| What you should do |
Could you copy the rows from the line with "I would be grateful if you could tag the red volunteer" up to and including the last line, keeping the requests unchanged and multiplying each coordinate in the answers by 1.85, rounded to a whole number with halves rounded up? Output only those lines.

──────── Dataset records

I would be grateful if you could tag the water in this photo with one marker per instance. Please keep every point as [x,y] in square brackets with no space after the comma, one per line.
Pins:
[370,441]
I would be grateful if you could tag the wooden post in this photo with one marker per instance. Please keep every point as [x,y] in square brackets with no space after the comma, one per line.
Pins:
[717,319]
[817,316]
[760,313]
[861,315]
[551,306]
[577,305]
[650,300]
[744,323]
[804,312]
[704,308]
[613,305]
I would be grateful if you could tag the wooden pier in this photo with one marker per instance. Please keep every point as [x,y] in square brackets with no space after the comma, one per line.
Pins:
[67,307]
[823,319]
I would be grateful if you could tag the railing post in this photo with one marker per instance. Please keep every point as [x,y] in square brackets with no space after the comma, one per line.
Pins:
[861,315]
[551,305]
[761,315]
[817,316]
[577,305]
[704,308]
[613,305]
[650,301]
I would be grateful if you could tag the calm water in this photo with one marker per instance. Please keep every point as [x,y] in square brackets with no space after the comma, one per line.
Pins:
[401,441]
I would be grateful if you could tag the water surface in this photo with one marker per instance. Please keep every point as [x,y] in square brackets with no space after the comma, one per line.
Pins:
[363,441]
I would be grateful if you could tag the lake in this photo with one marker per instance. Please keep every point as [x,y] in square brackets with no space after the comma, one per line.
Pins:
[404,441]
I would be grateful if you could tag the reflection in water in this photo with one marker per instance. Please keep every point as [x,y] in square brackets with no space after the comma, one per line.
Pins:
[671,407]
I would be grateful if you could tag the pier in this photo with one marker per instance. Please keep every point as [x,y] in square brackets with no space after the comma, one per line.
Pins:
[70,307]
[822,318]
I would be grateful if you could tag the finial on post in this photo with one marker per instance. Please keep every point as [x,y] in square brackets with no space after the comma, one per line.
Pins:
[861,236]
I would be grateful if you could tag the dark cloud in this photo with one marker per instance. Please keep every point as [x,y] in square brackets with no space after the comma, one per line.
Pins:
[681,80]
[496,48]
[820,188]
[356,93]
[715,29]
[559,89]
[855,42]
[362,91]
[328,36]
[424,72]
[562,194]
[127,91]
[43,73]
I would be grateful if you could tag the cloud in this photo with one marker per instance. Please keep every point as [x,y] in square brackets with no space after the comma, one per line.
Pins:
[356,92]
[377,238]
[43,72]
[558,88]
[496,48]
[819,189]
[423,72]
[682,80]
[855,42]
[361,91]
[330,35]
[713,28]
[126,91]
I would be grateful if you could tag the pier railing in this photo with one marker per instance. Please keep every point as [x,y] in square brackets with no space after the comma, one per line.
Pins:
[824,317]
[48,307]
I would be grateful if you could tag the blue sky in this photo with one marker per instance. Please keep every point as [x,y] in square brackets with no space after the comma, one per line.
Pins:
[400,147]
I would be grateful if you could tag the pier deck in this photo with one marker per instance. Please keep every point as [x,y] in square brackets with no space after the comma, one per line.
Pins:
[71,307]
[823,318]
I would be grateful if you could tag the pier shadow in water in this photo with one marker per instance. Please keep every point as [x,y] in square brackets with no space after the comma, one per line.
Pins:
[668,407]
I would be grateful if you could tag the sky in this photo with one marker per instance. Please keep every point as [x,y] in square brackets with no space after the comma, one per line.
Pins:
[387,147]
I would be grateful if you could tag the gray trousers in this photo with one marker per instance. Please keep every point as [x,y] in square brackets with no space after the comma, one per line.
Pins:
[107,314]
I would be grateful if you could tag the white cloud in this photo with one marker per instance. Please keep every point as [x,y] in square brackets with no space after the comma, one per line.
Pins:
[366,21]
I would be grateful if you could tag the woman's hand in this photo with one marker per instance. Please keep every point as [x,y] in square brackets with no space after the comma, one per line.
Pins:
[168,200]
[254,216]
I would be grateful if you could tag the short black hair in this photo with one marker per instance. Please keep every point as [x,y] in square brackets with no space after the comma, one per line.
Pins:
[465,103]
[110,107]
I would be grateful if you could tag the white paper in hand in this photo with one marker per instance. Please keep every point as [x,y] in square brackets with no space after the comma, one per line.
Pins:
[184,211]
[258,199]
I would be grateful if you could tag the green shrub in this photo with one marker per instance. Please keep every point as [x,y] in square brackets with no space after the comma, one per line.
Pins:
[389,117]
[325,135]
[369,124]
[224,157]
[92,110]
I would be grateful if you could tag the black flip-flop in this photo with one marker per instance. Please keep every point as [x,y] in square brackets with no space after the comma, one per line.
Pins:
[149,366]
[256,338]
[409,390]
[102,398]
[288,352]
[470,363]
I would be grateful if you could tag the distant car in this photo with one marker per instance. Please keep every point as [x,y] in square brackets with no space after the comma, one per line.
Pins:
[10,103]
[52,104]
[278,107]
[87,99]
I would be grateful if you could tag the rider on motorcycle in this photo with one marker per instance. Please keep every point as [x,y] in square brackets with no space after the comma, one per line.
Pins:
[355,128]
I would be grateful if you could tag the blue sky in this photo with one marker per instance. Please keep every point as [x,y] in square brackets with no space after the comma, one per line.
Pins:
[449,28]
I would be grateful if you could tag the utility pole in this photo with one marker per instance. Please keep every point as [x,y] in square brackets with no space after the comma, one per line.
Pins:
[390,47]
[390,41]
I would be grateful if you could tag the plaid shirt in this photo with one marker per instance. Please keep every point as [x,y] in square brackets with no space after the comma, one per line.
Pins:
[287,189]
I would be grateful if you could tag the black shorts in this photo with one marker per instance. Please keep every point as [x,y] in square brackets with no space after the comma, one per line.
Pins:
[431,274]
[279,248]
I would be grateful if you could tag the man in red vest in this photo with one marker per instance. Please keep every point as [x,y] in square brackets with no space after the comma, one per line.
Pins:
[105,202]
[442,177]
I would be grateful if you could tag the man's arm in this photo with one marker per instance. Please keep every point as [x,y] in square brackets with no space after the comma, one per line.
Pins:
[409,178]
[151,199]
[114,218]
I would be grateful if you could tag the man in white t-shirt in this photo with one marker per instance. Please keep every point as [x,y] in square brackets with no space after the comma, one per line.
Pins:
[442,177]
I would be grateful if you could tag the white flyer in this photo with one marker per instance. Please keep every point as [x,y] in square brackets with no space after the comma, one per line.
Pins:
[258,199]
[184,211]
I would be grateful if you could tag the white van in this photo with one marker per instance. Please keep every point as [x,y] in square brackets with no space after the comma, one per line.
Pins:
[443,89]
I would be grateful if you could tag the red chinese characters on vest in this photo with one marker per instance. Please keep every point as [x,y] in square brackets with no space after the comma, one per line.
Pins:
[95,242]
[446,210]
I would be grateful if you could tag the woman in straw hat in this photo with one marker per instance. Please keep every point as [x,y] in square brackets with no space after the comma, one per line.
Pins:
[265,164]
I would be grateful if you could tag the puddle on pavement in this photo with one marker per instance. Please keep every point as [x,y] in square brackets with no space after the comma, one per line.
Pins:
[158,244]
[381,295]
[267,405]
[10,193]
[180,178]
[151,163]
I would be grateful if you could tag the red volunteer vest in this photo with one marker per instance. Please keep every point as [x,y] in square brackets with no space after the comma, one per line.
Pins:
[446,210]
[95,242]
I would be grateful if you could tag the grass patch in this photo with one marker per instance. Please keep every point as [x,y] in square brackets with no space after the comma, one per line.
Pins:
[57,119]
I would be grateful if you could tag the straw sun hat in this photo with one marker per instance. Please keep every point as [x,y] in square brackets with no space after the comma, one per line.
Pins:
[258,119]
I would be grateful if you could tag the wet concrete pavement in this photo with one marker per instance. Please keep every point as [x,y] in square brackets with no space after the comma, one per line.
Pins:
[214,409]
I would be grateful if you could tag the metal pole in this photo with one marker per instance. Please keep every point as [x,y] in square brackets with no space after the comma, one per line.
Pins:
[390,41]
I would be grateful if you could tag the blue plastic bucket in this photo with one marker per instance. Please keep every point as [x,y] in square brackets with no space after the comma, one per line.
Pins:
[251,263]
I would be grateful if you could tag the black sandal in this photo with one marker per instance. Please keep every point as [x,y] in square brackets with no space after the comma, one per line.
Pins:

────────────────

| Output for this exercise |
I would be grateful if you could tag the red volunteer vest in this photo with one marker per instance. Please keep every point as [x,y] in square brackets with no space after the comma, one per line.
Pins:
[825,389]
[176,448]
I would be grateful if you could tag the grass patch in this photo with one marker per instance. Please keep every point as [x,y] in square brackets with no space after the comma, one per line.
Pins:
[105,220]
I would be grateful if you could tag the straw sun hat in this photo with one marker per instance. Please keep every point as [x,y] in square brackets with no space after the comma, one per line.
Pins:
[477,220]
I would be grateful if you could tag the wet concrete pavement in this photo with one marker per instance. Please keep every point as [x,y] in square brackets with no space after the comma, one per line.
Pins:
[396,757]
I would be grateful if you could tag the metal pole in this photo with one marker per instance. Please keep every point as [x,y] in square brackets with no space after the comma, one per line.
Pins:
[722,76]
I would be grateful if you could tag the blue plastic bucket in this photo with one marker per instance. Please keep every point as [x,y] in square brackets with no space after the comma, one per line.
Pins:
[464,487]
I would be grateful if you could tag the black sandal in this photo with one marker per instance. Please keep every point as [x,y] in square brackets with no space after the comma, one per line.
Pins:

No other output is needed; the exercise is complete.